WORK ITEM:
In the records that follow, find the line with "Task: where can the orange-red"; from there, retype every line exactly through the line with "Task: where can the dry grass", which also belongs to the answer.
### SOURCE MATERIAL
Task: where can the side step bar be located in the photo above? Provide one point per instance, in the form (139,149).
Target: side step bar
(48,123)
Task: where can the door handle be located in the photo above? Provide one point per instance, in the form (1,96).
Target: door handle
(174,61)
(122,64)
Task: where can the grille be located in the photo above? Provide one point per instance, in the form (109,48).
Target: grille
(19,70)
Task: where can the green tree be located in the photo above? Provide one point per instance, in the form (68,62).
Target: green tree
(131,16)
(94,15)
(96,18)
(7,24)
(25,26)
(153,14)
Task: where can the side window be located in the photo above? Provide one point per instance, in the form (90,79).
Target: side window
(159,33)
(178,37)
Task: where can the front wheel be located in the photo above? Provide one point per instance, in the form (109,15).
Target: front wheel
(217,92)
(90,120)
######
### SOURCE MATERIAL
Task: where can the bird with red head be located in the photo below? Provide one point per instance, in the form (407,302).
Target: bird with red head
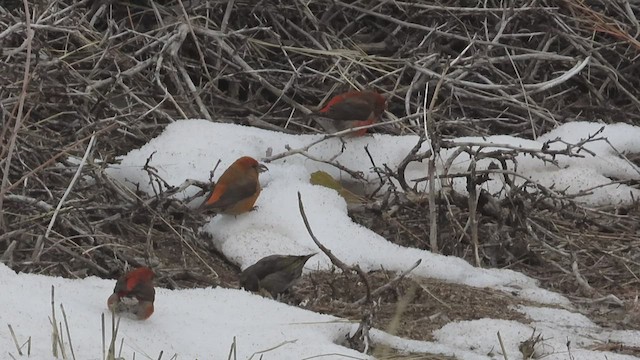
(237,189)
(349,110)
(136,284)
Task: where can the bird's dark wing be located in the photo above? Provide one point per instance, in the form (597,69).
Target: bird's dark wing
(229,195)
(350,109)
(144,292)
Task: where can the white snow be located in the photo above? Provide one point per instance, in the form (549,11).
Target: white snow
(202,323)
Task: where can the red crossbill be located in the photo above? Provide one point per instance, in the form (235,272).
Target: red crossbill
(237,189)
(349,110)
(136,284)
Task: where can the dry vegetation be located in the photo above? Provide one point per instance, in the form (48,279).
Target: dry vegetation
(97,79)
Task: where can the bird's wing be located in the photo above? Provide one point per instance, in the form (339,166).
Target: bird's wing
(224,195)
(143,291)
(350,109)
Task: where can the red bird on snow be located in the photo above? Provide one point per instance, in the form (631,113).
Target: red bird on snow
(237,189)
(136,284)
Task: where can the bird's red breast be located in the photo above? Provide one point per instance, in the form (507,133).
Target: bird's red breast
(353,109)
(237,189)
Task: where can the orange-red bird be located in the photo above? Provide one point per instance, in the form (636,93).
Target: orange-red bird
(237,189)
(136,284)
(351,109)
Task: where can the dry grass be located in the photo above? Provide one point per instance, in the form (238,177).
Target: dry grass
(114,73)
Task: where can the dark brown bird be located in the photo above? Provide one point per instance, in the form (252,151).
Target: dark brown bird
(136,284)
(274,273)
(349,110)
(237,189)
######
RESPONSE TO THE EXERCISE:
Task: where can the orange-red bird be located in the photo above? Provide one point per instance, in the form (636,93).
Target: orange-red bird
(237,189)
(136,284)
(351,109)
Task: where can the dry grass be located in the photo above? Provide one point per instance, in the form (238,177).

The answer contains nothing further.